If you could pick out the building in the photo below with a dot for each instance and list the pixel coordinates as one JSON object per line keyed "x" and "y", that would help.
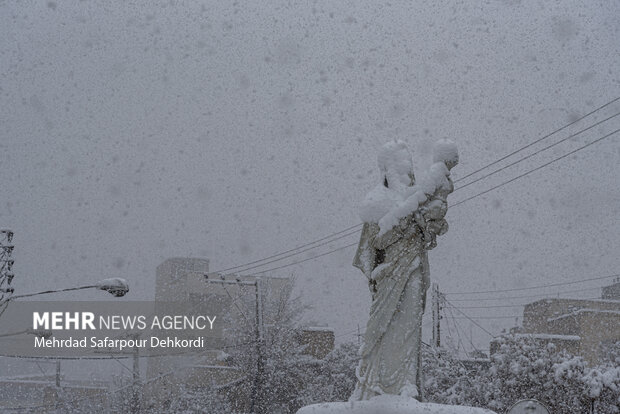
{"x": 578, "y": 326}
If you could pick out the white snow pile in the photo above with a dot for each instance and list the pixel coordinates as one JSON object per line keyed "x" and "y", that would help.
{"x": 389, "y": 404}
{"x": 115, "y": 285}
{"x": 396, "y": 167}
{"x": 387, "y": 205}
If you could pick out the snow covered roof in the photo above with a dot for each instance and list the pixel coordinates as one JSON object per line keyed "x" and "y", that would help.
{"x": 318, "y": 329}
{"x": 584, "y": 310}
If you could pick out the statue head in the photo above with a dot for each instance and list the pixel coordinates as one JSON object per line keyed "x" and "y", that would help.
{"x": 396, "y": 165}
{"x": 446, "y": 151}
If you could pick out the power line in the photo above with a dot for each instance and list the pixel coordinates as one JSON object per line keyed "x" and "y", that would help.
{"x": 540, "y": 295}
{"x": 534, "y": 153}
{"x": 468, "y": 317}
{"x": 460, "y": 202}
{"x": 290, "y": 250}
{"x": 534, "y": 287}
{"x": 299, "y": 252}
{"x": 507, "y": 306}
{"x": 294, "y": 251}
{"x": 537, "y": 168}
{"x": 301, "y": 261}
{"x": 540, "y": 139}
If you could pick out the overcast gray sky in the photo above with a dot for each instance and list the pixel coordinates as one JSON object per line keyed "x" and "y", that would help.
{"x": 131, "y": 132}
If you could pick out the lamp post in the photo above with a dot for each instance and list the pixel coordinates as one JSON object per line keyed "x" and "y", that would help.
{"x": 115, "y": 286}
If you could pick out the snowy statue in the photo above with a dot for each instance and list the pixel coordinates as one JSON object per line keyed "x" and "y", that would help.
{"x": 402, "y": 219}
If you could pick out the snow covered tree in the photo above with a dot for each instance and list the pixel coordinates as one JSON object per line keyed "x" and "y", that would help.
{"x": 448, "y": 381}
{"x": 190, "y": 400}
{"x": 277, "y": 369}
{"x": 334, "y": 378}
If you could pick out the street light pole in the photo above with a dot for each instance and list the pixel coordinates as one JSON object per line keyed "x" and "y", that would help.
{"x": 115, "y": 286}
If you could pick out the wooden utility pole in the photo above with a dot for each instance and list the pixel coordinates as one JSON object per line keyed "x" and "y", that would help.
{"x": 257, "y": 405}
{"x": 436, "y": 311}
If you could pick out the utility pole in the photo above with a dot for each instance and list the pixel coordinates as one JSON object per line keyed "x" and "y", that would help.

== TASK TO CARRY OUT ==
Copy the rows word for word, from the line containing "If you could pick out the snow covered tree" through the final line of the rows, including both.

== RESULT OF THE EXERCISE ==
If you could pick out the snow covered tree in the photo above with a dot for each instance and list the pixel coordinates as one JSON object per line keyed "x" and "y", that would help.
{"x": 448, "y": 381}
{"x": 190, "y": 400}
{"x": 277, "y": 369}
{"x": 334, "y": 378}
If you could pick out the street light pole in the photo above with a dot for each instance and list the pixel coordinates as one JSON object per line keyed "x" and "y", that would help.
{"x": 115, "y": 286}
If you could pick out the wooden utility pole in the photo above with a dot for each instance and list the pixel coordinates as one JSON object per line keyed "x" and "y", that would help.
{"x": 257, "y": 405}
{"x": 436, "y": 311}
If you could pick out the utility pole in the photo above with a dot for each instance and list the pixel coordinates as one JSON object per line keyed "x" and "y", that would help.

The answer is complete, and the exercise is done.